# TASK STATEMENT
Rewrite the listing below as a Markdown table with two columns, Row and Line. Give each non-blank line of the listing its own numbered row and leave out blank lines.

# RECORDS FOR THE EXERCISE
▼

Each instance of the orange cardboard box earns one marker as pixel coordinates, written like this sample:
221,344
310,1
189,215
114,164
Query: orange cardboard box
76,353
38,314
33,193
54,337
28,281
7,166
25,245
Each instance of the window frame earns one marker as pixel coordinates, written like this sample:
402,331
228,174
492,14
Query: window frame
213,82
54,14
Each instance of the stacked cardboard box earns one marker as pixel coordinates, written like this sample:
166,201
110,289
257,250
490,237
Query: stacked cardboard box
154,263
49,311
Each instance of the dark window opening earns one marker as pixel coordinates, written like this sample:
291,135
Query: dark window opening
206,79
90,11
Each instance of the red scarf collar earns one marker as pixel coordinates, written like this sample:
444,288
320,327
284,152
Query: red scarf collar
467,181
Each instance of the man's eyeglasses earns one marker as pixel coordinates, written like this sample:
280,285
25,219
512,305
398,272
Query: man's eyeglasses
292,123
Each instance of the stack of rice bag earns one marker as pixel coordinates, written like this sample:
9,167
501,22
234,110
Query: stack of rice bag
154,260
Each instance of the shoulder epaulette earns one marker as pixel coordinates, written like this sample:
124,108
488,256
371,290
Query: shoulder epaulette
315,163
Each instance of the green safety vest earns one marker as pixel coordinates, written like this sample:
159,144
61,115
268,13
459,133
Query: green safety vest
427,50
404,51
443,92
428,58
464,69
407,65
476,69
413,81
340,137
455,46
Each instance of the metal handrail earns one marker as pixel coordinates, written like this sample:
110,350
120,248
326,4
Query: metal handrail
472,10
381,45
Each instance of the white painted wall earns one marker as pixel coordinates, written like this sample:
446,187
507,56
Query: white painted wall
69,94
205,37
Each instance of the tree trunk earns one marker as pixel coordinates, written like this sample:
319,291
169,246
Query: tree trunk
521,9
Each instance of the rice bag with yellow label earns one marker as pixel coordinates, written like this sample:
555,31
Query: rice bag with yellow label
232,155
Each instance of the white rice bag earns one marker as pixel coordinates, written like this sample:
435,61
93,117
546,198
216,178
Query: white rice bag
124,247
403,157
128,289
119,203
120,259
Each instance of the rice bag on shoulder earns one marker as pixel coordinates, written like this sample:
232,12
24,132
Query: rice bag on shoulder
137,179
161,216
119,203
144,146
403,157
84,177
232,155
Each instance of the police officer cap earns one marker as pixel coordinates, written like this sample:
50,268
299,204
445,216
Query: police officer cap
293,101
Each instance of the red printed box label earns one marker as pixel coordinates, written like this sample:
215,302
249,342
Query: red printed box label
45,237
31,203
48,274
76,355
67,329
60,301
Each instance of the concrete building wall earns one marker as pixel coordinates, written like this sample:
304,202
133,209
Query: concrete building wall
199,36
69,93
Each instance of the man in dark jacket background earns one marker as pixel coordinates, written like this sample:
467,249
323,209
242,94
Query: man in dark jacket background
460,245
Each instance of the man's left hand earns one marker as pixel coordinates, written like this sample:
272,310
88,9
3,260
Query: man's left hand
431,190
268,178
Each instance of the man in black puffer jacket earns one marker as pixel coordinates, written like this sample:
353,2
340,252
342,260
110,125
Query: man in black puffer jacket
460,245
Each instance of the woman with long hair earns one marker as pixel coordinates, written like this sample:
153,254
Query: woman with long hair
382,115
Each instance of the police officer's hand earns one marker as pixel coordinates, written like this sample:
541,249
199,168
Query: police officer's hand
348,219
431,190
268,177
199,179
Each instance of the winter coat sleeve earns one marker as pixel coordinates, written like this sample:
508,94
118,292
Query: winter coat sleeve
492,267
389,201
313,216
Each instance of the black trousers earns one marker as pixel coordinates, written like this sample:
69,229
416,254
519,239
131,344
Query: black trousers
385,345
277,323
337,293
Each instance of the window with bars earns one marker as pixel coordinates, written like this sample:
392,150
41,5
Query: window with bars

▲

# FINISHED EXERCISE
| Row | Line |
|---|---|
| 1 | Each instance of the orange cardboard box earns one marker as pixel coordinates, written like this sample: |
| 2 | 221,344 |
| 3 | 310,1 |
| 4 | 189,215 |
| 5 | 114,164 |
| 6 | Query: orange cardboard box |
| 7 | 76,353 |
| 8 | 38,314 |
| 9 | 33,193 |
| 10 | 54,337 |
| 11 | 28,281 |
| 12 | 7,166 |
| 13 | 25,245 |
| 14 | Each instance of the window frame earns one marker as pixel coordinates, written like this sample: |
| 15 | 402,331 |
| 16 | 228,174 |
| 17 | 492,14 |
| 18 | Query: window frame |
| 19 | 213,82 |
| 20 | 54,14 |
| 21 | Each instance of the stacked cardboard box earns one marker as pixel coordinates, written like this sample: |
| 22 | 166,201 |
| 23 | 110,289 |
| 24 | 257,250 |
| 25 | 490,237 |
| 26 | Query: stacked cardboard box |
| 27 | 154,263 |
| 28 | 49,311 |
| 29 | Each instance of the dark window opening earns one marker as pixel coordinates, written like this sample: |
| 30 | 291,135 |
| 31 | Query: dark window opening |
| 32 | 206,79 |
| 33 | 90,11 |
| 34 | Each instance of the red scarf collar earns one marker as pixel coordinates, written like this sample: |
| 35 | 444,288 |
| 36 | 320,327 |
| 37 | 284,152 |
| 38 | Query: red scarf collar |
| 39 | 467,181 |
| 40 | Each instance of the man's eyeglasses earns one marker as pixel coordinates, written like this sample: |
| 41 | 280,285 |
| 42 | 25,219 |
| 43 | 512,305 |
| 44 | 398,272 |
| 45 | Query: man's eyeglasses |
| 46 | 292,123 |
| 47 | Each instance of the stack of rice bag earns one marker as pixel coordinates, written like this sample: |
| 48 | 9,167 |
| 49 | 501,22 |
| 50 | 234,110 |
| 51 | Query: stack of rice bag |
| 52 | 154,260 |
| 53 | Each instance of the shoulder epaulette earns one marker as pixel coordinates, written like this sample: |
| 54 | 124,108 |
| 55 | 488,256 |
| 56 | 371,290 |
| 57 | Query: shoulder epaulette |
| 58 | 315,163 |
| 59 | Each instance of the green safety vest earns one marker as pixel coordinates, written like this sample: |
| 60 | 159,144 |
| 61 | 61,115 |
| 62 | 268,13 |
| 63 | 459,133 |
| 64 | Query: green safety vest |
| 65 | 427,50 |
| 66 | 404,51 |
| 67 | 443,92 |
| 68 | 428,58 |
| 69 | 464,69 |
| 70 | 407,65 |
| 71 | 476,69 |
| 72 | 413,81 |
| 73 | 340,137 |
| 74 | 455,46 |
| 75 | Each instance of the metal handrail earns one marker as pixel coordinates, written like this sample: |
| 76 | 110,350 |
| 77 | 120,248 |
| 78 | 326,4 |
| 79 | Query: metal handrail |
| 80 | 472,10 |
| 81 | 381,45 |
| 82 | Each instance of the white painted wall earns one marker as pixel coordinates, written like this sample: |
| 83 | 446,187 |
| 84 | 507,56 |
| 85 | Query: white painted wall |
| 86 | 69,94 |
| 87 | 205,37 |
| 88 | Each instance of the tree trunk earns one marker as pixel coordinates, written like this sample: |
| 89 | 319,291 |
| 90 | 169,246 |
| 91 | Query: tree trunk |
| 92 | 521,9 |
| 93 | Each instance of the rice bag with yellow label earns one marker as pixel coordinates, written like this sample: |
| 94 | 555,31 |
| 95 | Query: rice bag with yellow label |
| 96 | 232,155 |
| 97 | Each instance of the white rice bag earns one marker as pixel coordinates, written like this sample: |
| 98 | 435,61 |
| 99 | 93,117 |
| 100 | 546,198 |
| 101 | 216,178 |
| 102 | Query: white rice bag |
| 103 | 124,247 |
| 104 | 403,157 |
| 105 | 128,289 |
| 106 | 119,203 |
| 107 | 120,259 |
| 108 | Each instance of the rice bag on shoulder earns one marker as pixel coordinates, written like this sample: |
| 109 | 232,12 |
| 110 | 24,132 |
| 111 | Query: rice bag on shoulder |
| 112 | 137,179 |
| 113 | 161,216 |
| 114 | 119,203 |
| 115 | 144,146 |
| 116 | 403,157 |
| 117 | 84,177 |
| 118 | 232,155 |
| 119 | Each instance of the police officer cap earns one marker as pixel coordinates, written like this sample: |
| 120 | 50,268 |
| 121 | 299,204 |
| 122 | 445,216 |
| 123 | Query: police officer cap |
| 124 | 293,101 |
| 125 | Each instance of the red printed box label earns one marker as pixel coordinates, written like this sample: |
| 126 | 215,302 |
| 127 | 249,342 |
| 128 | Query: red printed box label |
| 129 | 45,237 |
| 130 | 31,203 |
| 131 | 48,274 |
| 132 | 76,355 |
| 133 | 67,329 |
| 134 | 60,301 |
| 135 | Each instance of the concrete building wall earns one marker as pixel coordinates, written like this sample: |
| 136 | 304,202 |
| 137 | 133,209 |
| 138 | Query: concrete building wall |
| 139 | 199,36 |
| 140 | 69,93 |
| 141 | Each instance of the man in dark jacket background earns one marker as pixel coordinates, written like this sample: |
| 142 | 467,249 |
| 143 | 323,209 |
| 144 | 242,94 |
| 145 | Query: man in dark jacket background |
| 146 | 460,245 |
| 147 | Each instance of the man's left hand earns one marker as pixel coordinates, written like this sample: |
| 148 | 272,310 |
| 149 | 88,9 |
| 150 | 3,260 |
| 151 | Query: man's left hand |
| 152 | 431,190 |
| 153 | 268,178 |
| 154 | Each instance of the man in black puffer jacket earns one marker as pixel coordinates, written like this sample: |
| 155 | 353,2 |
| 156 | 340,252 |
| 157 | 342,260 |
| 158 | 110,125 |
| 159 | Query: man in black puffer jacket |
| 160 | 460,245 |
| 161 | Each instance of the woman with long hair earns one marker as pixel coordinates, written like this sample: |
| 162 | 153,254 |
| 163 | Query: woman with long hair |
| 164 | 382,115 |
| 165 | Each instance of the police officer's hand earns one marker as pixel coordinates, written like this sample: |
| 166 | 541,249 |
| 167 | 199,168 |
| 168 | Query: police officer's hand |
| 169 | 348,219 |
| 170 | 431,190 |
| 171 | 268,177 |
| 172 | 199,179 |
| 173 | Each instance of the winter coat sleeve earns one marker as pixel coordinates, written like this sample: |
| 174 | 508,94 |
| 175 | 118,292 |
| 176 | Query: winter coat sleeve |
| 177 | 492,267 |
| 178 | 389,201 |
| 179 | 313,216 |
| 180 | Each instance of the black trousers earns one marker as pixel coordinates, written like this sample: |
| 181 | 69,229 |
| 182 | 416,254 |
| 183 | 519,239 |
| 184 | 131,344 |
| 185 | Query: black trousers |
| 186 | 385,345 |
| 187 | 277,323 |
| 188 | 337,293 |
| 189 | Each instance of the window with bars earns one marker as pixel coordinates, written like this sample: |
| 190 | 392,150 |
| 191 | 41,5 |
| 192 | Query: window with bars |